Excerpted passage:
# # #

But things quickly went downhill from there.  There were some talented actors involved, but each seemed to be starring in his or her own movie that had absolutely nothing to do with what anyone else was doing.  I like Anne Hathaway, but I just didn’t understand what she was going for in her portrayal of the White Queen.  And I thought Johnny Depp was absolutely terrible as the Mad Hatter.  His Hatter was a collection of totally off-the-wall accents and mannerisms — sort of a whole Mike Myers comedy routine all squished into one character, including a very Myers-esque fake Irish accent — that left me completely cold.  In the Pirates of the Caribbean films, Depp’s Captain Jack Sparrow felt like a real character to me, despite all of the weirdness that he brought to the performance.  Captain Sparrow was still a man that I could understand, in terms of who he was, what he wanted, and why he took certain actions.  Not so the Mad Hatter.  He seemed like a complete alien to me, and despite my love of sci-fi films, that is not a compliment in this case.  (I should also add that the totally crazy costume and make-up design given to Mr. Depp did not help matters at all.)

# # #

What this task involves:
In the movie review, whose comedy routine does the reviewer compare Johnny Depp's Mad Hatter to?

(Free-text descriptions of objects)

# # #

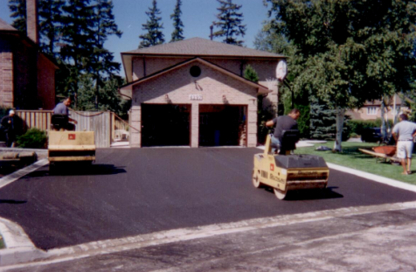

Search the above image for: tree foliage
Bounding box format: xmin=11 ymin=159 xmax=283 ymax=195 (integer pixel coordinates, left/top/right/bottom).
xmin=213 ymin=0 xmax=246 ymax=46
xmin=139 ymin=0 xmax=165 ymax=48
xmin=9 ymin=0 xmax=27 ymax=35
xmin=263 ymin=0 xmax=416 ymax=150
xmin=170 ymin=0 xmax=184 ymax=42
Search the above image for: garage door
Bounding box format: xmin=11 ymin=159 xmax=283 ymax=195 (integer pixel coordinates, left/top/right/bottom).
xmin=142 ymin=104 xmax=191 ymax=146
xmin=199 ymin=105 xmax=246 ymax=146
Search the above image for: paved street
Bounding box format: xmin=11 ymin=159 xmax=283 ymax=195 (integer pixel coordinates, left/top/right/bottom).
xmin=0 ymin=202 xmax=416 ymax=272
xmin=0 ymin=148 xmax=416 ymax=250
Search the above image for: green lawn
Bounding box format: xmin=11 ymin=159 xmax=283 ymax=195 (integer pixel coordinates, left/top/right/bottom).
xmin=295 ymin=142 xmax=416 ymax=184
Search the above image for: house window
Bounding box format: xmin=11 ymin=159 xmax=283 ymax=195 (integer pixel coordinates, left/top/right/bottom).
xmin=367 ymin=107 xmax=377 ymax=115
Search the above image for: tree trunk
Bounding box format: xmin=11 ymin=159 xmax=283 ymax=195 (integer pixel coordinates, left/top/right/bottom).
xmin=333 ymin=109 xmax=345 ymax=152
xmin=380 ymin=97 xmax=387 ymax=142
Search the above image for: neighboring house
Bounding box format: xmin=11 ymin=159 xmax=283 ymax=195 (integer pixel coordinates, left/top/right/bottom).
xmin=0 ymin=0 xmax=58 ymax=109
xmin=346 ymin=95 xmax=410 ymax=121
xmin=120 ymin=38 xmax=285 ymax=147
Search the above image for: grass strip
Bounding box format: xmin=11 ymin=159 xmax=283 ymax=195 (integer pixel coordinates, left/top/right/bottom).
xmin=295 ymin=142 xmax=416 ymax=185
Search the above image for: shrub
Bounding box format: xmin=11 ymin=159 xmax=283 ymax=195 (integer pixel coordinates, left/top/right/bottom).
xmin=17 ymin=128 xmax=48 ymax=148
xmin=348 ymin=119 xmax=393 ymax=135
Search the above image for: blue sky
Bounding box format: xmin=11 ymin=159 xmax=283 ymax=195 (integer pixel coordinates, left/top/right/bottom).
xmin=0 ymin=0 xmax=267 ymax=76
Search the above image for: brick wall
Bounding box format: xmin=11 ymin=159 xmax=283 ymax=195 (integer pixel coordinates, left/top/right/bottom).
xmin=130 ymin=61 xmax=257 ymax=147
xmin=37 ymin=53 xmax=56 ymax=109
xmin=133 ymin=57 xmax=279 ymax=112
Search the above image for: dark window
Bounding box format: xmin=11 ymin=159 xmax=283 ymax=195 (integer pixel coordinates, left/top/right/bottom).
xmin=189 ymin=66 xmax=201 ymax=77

# # #

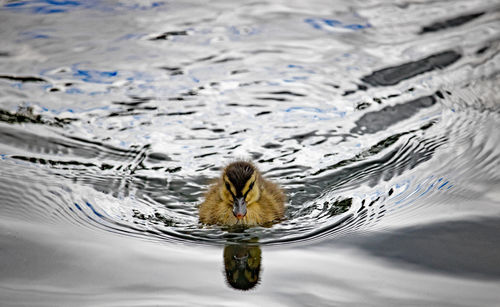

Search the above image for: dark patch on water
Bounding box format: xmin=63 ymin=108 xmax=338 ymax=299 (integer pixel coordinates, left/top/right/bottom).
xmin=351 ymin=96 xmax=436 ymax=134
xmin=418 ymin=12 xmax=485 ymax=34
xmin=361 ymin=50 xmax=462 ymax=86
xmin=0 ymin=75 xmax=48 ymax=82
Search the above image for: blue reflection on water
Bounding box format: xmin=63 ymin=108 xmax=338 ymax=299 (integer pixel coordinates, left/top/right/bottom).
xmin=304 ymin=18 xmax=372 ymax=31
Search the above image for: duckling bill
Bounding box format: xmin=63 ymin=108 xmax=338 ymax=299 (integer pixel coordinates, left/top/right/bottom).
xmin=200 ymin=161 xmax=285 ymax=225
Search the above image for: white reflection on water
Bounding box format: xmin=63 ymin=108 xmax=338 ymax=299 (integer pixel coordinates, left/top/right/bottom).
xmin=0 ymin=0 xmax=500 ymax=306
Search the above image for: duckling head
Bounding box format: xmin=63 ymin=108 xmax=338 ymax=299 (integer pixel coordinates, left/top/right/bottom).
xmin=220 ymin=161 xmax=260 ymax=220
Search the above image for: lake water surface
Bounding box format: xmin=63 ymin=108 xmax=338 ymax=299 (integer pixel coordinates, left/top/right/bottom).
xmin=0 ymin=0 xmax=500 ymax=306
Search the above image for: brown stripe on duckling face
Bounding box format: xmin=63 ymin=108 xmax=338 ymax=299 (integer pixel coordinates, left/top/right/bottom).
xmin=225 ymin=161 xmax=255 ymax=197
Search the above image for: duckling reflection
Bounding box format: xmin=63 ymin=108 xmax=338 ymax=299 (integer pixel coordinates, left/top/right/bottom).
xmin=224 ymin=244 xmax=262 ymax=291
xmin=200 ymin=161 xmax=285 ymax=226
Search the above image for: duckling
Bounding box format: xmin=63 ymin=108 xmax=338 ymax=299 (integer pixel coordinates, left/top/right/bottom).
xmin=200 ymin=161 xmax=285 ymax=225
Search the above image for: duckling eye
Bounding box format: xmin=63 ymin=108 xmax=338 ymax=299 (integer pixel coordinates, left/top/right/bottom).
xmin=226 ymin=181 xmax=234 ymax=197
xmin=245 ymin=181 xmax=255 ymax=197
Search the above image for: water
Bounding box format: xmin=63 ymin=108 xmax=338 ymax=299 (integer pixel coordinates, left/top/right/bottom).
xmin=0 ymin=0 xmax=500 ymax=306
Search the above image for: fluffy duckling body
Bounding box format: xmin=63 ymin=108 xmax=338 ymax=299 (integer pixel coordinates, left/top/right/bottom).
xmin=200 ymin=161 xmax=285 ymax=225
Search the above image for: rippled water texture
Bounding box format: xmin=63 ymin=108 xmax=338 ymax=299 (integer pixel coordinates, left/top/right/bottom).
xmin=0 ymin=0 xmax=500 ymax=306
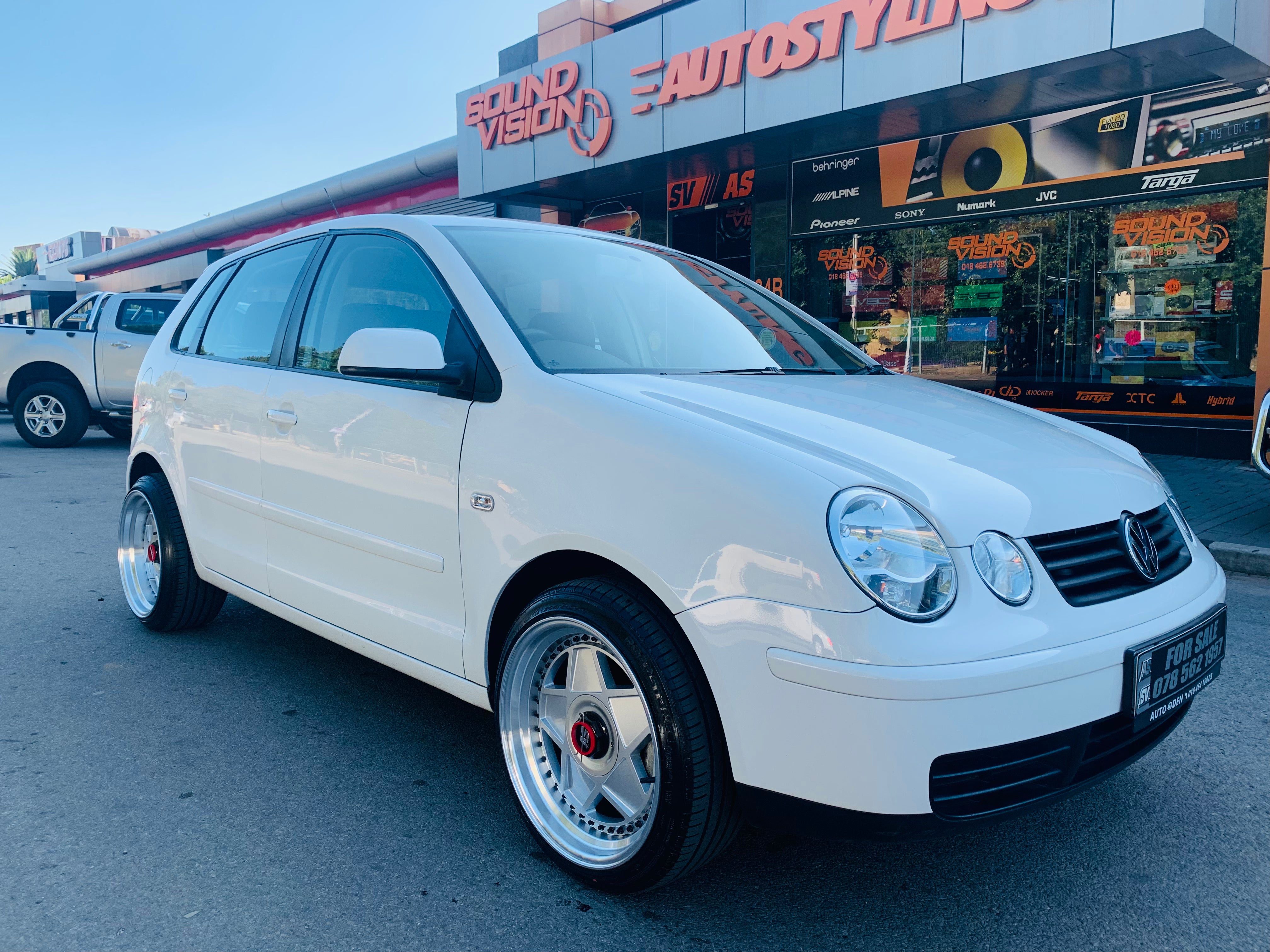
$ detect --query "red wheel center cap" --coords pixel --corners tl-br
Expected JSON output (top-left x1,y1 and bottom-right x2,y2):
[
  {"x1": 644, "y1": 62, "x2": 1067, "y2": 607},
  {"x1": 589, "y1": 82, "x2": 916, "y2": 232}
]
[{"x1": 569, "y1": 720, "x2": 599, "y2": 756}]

# # #

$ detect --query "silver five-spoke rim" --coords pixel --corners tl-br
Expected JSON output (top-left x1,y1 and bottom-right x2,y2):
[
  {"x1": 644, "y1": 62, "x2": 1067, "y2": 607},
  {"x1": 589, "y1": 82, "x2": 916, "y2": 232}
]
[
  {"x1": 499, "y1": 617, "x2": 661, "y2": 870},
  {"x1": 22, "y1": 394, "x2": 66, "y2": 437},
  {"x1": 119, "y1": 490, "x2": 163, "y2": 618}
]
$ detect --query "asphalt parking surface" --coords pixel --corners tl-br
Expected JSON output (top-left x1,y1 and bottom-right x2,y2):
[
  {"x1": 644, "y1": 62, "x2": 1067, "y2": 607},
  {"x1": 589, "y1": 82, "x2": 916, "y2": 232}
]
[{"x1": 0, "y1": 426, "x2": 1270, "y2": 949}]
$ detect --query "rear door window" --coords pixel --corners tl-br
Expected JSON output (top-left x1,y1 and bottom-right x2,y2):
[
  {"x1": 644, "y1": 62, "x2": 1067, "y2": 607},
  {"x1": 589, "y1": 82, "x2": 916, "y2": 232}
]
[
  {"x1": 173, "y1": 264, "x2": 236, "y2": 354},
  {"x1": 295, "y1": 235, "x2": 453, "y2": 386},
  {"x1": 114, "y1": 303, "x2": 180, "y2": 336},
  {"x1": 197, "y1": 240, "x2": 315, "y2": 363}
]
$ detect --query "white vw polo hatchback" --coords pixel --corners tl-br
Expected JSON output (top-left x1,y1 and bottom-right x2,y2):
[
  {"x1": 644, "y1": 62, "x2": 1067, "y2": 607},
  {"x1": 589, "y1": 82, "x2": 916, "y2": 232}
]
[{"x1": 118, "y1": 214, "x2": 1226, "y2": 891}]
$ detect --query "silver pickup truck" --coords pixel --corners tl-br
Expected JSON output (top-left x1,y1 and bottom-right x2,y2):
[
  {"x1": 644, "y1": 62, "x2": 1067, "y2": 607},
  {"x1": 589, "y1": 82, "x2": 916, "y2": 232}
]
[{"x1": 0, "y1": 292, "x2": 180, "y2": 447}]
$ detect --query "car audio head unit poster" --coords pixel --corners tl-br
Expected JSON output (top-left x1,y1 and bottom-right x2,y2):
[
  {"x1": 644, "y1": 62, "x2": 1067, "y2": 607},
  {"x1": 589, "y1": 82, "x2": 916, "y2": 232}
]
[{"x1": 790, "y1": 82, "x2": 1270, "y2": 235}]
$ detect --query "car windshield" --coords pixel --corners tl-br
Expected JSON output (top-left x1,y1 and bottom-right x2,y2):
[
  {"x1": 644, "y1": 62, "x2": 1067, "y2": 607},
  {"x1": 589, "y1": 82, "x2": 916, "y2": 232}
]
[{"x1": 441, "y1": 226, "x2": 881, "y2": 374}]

# # #

Result of this exercise:
Mike Myers